═══ Page ═══
UTO fait sauter pour nous les verrous de son premier album, Touch the Lock

En 2019, ils avaient débarqué avec fracas avec The Night’s Due, un disque à l’aura étrange qui nous avait fasciné·es par son extraordinaire capacité à faire naître un univers entier au creux de nos oreilles. UTO a eu la bonne idée de récidiver en cette fin d’été avec Touch the Lock, un premier album plus affirmé et tout aussi captivant, dont Emile et Neysa, les deux têtes de cette bête fantastique, viennent de nous livrer les secrets.

La Vague Parallèle : Hello Emile, hello Neysa ! On se retrouve aujourd’hui une petite semaine après la sortie de votre premier album, Touch the Lock. Comment s’est passée cette sortie ?

Neysa May Barnett : Ça fait du bien ! C’est dur de garder tout ça en soi pendant un an donc c’est vrai que maintenant, on se sent plus légers ! On peut passer à la suite.

LVP : Cette sortie intervient trois ans après la sortie de votre dernier disque, The Night’s Due. Qu’est-ce qui s’est passé pour vous pendant ces trois années ?

Emile Larroche : Dans un premier temps, on est parti vivre à la campagne chez mon père, juste avant le début de la crise sanitaire. On avait envie d’avoir plus d’espace, plus de temps, d’être loin de la ville. On avait besoin d’un espace propice pour faire de la musique et là, on n’a pas de voisins, on a tout l’espace qu’il nous faut, ça correspondait parfaitement à ce qu’il nous fallait pour travailler sur cet album. On a toujours fait nos disques là où on habite donc c’était nécessaire pour nous de nous sentir à l’aise pour nous mettre dans les meilleures conditions.
═══ Données fournies ═══
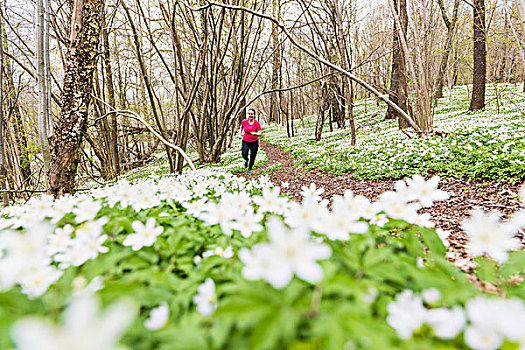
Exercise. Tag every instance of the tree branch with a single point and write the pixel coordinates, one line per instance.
(311, 54)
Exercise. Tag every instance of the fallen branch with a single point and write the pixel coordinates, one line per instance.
(133, 115)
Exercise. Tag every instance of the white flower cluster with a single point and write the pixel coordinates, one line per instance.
(487, 235)
(490, 320)
(31, 244)
(289, 252)
(206, 298)
(83, 328)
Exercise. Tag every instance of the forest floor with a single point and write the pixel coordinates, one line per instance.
(447, 215)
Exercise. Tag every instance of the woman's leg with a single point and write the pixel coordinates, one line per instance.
(244, 151)
(254, 146)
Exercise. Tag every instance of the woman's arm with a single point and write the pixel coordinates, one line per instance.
(258, 132)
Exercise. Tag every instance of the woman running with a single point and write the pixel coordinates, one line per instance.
(250, 140)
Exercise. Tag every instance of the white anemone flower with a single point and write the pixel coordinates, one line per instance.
(298, 251)
(145, 235)
(158, 317)
(270, 200)
(446, 323)
(248, 223)
(195, 208)
(431, 296)
(482, 338)
(310, 214)
(218, 214)
(206, 299)
(263, 261)
(312, 192)
(84, 328)
(86, 210)
(339, 224)
(426, 192)
(488, 235)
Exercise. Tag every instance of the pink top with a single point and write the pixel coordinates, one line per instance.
(250, 128)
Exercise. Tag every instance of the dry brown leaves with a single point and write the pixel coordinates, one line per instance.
(447, 215)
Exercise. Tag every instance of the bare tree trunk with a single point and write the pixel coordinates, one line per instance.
(521, 11)
(76, 94)
(111, 98)
(451, 26)
(42, 86)
(47, 68)
(398, 85)
(345, 64)
(276, 68)
(3, 172)
(16, 116)
(477, 101)
(147, 83)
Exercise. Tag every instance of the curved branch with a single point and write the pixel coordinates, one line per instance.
(313, 55)
(133, 115)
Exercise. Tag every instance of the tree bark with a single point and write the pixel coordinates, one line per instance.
(398, 85)
(477, 101)
(451, 25)
(13, 108)
(276, 68)
(3, 173)
(345, 64)
(42, 86)
(111, 99)
(76, 94)
(149, 88)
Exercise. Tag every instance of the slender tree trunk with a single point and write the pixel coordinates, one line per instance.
(16, 116)
(111, 99)
(47, 68)
(451, 26)
(276, 68)
(3, 173)
(76, 94)
(521, 11)
(147, 83)
(398, 85)
(346, 82)
(477, 101)
(42, 86)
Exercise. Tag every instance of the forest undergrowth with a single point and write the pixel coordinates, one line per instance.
(212, 260)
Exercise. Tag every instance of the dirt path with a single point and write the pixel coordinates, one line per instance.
(464, 196)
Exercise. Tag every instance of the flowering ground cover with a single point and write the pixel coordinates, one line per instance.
(207, 260)
(487, 144)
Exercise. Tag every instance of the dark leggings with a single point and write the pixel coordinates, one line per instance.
(252, 147)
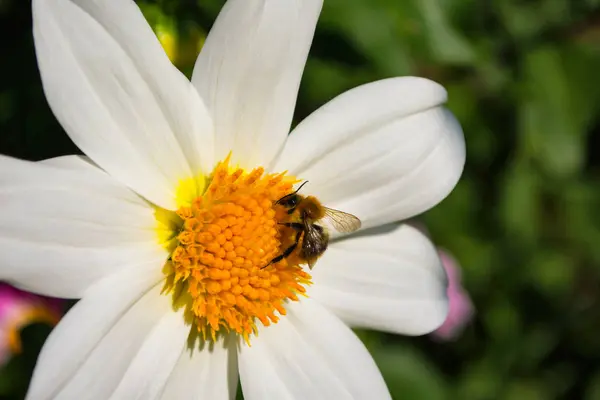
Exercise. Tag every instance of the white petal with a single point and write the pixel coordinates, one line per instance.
(208, 374)
(309, 354)
(119, 98)
(385, 151)
(249, 71)
(63, 228)
(153, 364)
(388, 279)
(92, 346)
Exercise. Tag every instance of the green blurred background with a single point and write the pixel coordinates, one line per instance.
(524, 80)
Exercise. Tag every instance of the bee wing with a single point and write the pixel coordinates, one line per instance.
(341, 221)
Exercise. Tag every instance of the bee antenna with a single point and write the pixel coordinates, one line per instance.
(291, 194)
(297, 190)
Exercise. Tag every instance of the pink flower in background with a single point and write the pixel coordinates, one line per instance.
(19, 309)
(460, 306)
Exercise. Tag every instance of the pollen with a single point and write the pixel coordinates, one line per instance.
(222, 244)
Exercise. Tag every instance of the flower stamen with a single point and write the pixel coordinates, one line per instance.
(224, 240)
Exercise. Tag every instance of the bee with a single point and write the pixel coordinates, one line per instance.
(307, 214)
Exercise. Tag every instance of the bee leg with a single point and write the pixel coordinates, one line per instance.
(294, 225)
(287, 251)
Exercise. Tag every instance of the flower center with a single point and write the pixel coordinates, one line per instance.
(220, 268)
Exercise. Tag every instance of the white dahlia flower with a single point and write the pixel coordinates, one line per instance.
(167, 230)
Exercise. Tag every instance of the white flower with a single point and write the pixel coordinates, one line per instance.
(88, 229)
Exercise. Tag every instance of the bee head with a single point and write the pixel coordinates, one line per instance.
(290, 201)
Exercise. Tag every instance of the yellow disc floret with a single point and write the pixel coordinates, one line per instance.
(222, 245)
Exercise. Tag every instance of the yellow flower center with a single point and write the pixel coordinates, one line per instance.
(224, 241)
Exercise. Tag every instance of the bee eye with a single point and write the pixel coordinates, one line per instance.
(289, 202)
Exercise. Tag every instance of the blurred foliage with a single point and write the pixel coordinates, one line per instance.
(522, 78)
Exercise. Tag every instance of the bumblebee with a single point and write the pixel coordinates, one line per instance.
(306, 215)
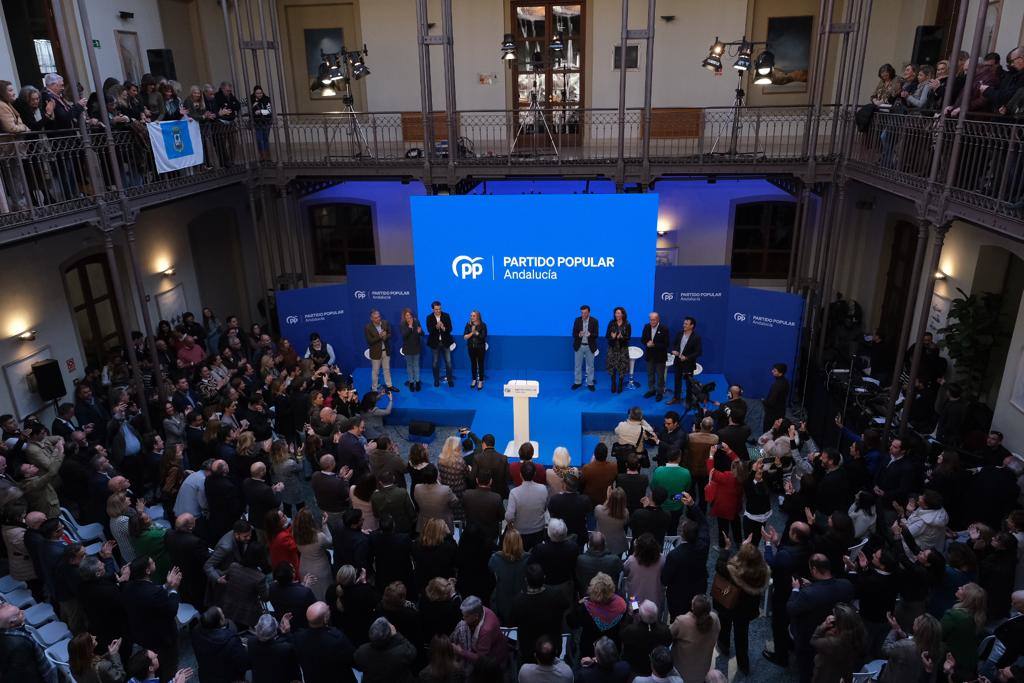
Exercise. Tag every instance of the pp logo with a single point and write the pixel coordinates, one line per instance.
(467, 267)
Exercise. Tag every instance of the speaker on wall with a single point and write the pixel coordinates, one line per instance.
(927, 45)
(49, 380)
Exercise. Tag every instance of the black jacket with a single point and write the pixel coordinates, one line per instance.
(685, 570)
(325, 655)
(591, 336)
(220, 655)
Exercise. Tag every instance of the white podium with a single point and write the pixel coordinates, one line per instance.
(520, 391)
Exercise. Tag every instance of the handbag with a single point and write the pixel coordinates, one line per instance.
(724, 592)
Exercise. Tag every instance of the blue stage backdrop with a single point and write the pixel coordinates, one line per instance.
(763, 330)
(528, 261)
(324, 309)
(700, 292)
(389, 289)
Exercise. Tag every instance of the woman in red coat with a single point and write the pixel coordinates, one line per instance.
(279, 535)
(726, 493)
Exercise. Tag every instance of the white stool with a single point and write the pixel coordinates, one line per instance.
(635, 354)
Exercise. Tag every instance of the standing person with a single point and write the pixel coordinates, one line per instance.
(439, 340)
(262, 116)
(686, 348)
(617, 335)
(411, 347)
(778, 396)
(475, 335)
(584, 347)
(655, 340)
(378, 335)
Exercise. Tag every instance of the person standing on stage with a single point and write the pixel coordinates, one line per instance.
(439, 340)
(411, 346)
(617, 335)
(655, 341)
(687, 349)
(475, 335)
(584, 346)
(778, 396)
(378, 334)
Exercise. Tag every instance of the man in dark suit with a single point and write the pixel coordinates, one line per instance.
(686, 349)
(189, 553)
(439, 340)
(483, 507)
(153, 612)
(778, 396)
(325, 652)
(378, 335)
(496, 464)
(808, 606)
(655, 341)
(584, 347)
(685, 570)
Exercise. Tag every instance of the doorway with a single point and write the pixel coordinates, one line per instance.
(898, 281)
(97, 318)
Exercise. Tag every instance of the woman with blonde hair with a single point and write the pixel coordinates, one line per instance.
(611, 517)
(561, 467)
(962, 628)
(600, 613)
(453, 470)
(509, 566)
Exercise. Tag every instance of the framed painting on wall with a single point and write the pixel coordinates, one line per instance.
(130, 54)
(790, 40)
(317, 43)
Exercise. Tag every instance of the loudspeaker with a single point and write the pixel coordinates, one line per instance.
(421, 428)
(49, 380)
(927, 45)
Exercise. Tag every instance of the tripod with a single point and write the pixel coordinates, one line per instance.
(536, 112)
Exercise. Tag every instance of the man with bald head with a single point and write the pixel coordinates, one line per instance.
(189, 553)
(260, 496)
(325, 653)
(330, 487)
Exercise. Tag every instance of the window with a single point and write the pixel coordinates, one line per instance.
(762, 239)
(342, 236)
(552, 79)
(90, 293)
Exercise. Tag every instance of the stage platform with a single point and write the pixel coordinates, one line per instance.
(558, 416)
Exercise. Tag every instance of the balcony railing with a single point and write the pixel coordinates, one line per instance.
(989, 173)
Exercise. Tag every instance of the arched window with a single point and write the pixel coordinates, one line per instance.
(762, 239)
(341, 235)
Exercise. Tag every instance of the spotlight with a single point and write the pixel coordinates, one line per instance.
(766, 61)
(508, 47)
(743, 57)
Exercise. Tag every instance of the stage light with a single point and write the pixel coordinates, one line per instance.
(508, 47)
(743, 57)
(766, 61)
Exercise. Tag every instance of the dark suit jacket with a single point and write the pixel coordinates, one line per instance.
(437, 338)
(591, 337)
(325, 654)
(379, 343)
(659, 351)
(692, 351)
(152, 613)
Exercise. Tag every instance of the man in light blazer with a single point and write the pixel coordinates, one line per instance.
(378, 334)
(584, 347)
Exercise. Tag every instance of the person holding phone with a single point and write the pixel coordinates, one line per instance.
(475, 335)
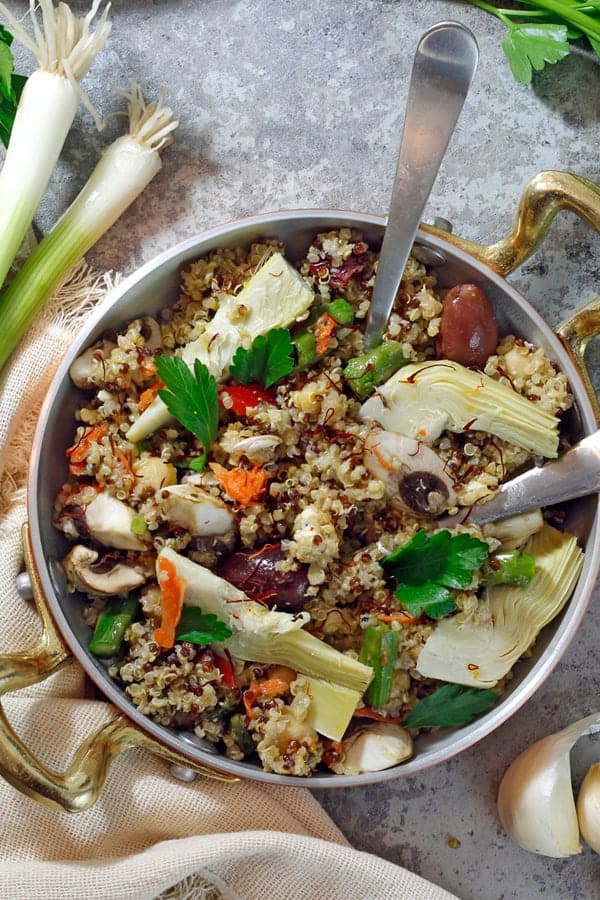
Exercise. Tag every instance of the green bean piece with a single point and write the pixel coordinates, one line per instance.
(510, 567)
(341, 311)
(380, 651)
(241, 735)
(111, 625)
(306, 350)
(364, 373)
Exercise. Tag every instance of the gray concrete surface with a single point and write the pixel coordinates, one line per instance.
(286, 104)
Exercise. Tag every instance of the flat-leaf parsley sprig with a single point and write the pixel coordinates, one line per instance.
(268, 360)
(11, 86)
(426, 567)
(191, 397)
(541, 31)
(450, 705)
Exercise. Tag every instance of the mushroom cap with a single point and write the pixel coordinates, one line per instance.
(80, 567)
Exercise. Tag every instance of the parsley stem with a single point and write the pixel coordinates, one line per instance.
(569, 13)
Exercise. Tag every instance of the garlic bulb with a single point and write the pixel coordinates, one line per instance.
(535, 800)
(588, 807)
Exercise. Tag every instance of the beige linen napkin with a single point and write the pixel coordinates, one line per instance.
(148, 833)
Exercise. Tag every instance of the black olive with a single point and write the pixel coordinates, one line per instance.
(254, 572)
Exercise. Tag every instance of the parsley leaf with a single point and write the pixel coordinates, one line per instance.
(428, 566)
(200, 628)
(269, 359)
(449, 705)
(11, 86)
(529, 47)
(191, 398)
(540, 31)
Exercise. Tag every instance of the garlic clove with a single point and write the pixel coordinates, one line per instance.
(588, 808)
(535, 799)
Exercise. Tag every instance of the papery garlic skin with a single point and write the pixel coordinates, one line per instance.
(588, 808)
(535, 799)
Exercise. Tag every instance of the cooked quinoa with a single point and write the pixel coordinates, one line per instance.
(330, 519)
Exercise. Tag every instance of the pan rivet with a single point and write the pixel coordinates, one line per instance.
(23, 586)
(181, 773)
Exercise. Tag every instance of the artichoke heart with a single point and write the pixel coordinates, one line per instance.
(479, 654)
(304, 653)
(275, 296)
(423, 399)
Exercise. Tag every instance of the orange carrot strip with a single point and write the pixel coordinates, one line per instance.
(402, 618)
(245, 486)
(148, 365)
(147, 396)
(324, 329)
(78, 452)
(277, 685)
(172, 588)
═══
**Consigne 1**
Répondez à ces points d'après l'entretien avec UTO :
(a) En quelle année le groupe a-t-il sorti The Night’s Due ?
(b) Quels sont les noms complets des deux membres du groupe ?
(c) Chez qui le groupe est-il parti vivre à la campagne ?
**Consigne 2**
Dans l'entretien avec UTO, relevez tout ce dont Emile Larroche dit que le groupe avait envie en partant vivre à la campagne.
**Consigne 3**
Poursuivez l'entretien avec UTO après sa dernière phrase.

**Réponse rédigée 1**
(a) En 2019.
(b) Neysa May Barnett et Emile Larroche.
(c) Chez le père d'Emile Larroche.

**Réponse rédigée 2**
- Avoir plus d'espace
- Avoir plus de temps
- Être loin de la ville

**Réponse rédigée 3**
NMB : On est passé d’un espace avec une seule grande pièce à un espace avec plusieurs pièces, ce qui est bien sachant qu’on ne travaille pas ensemble. Ça nous permet de bosser chacun de notre côté avant de pouvoir mettre en commun.

 

LVP : Est-ce que vous diriez que ce changement qui touche à la fois à votre vie personnelle et professionnelle a influé sur la création de l’album ?

NMB : C’est plutôt une question de contexte : tout s’est fermé à ce moment-là et nous, au contraire, on était dans un espace quasiment sans limites, isolés… Seuls (rires). Ça, ça a compté. C’est un peu comme quand tu deviens un peu fou et que tu commences à marmonner tout seul. Il y a beaucoup de chansons qui tournent autour de ça, qui sont construites autour de phrases qui se répètent, de la fine frontière qui nous sépare de la folie.

EL : C’est vrai qu’on n’avait pas de contraintes. Souvent, quand on parle de musique, on parle de ces contraintes qu’on se met soi-même ou qui existent par ailleurs. Nous, on a eu la chance de n’avoir aucune contrainte de temps ou d’espace. On ne s’est jamais imposé une direction non plus, on a avancé avec beaucoup de liberté, en laissant toutes les portes ouvertes. Ça nous a permis d’expérimenter beaucoup de choses différentes, même si ça peut être parfois un peu difficile de s’y retrouver.

LVP : Justement, sur cet album, j’ai l’impression que vous explorez la dimension du huis-clos, de l’enfermement, qui peut être mental ou physique. C’est quelque chose qui se ressent dans les titres des morceaux, dans leur construction, dans ces mantras qui sont répétés et qui finissent par trouver leur résolution sur le dernier morceau du disque, Full Presence. Qu’est-ce qui vous a inspiré cette dimension-là ?

NMB : Oui, il y a tout ce que tu évoques, c’est vrai. Ce n’est pas quelque chose qu’on a exploré sciemment parce qu’on ne se dit jamais ce qu’on va faire à l’avance. D’ailleurs, on a écrit Full Presence face à la mer. Comme un symbole !

EL : Non effectivement, on en parle plutôt a posteriori. Mais ce que tu dis est juste et c’est précisément quand on y a réfléchi qu’on a trouvé le titre de l’album. Touch the Lock, ça évoque la séparation entre les espaces, le verrou vers l’espace de l’interdit, du mystère, du fantasme, de ce à quoi on n’a pas accès. Tout ça était présent dans notre musique sans qu’on l’ait véritablement décidé.

LVP : On ressent effectivement une grande liberté dans les directions que vous explorez, dans l’imagerie que vous développez dans cet album comme dans votre style qui s’est affiné.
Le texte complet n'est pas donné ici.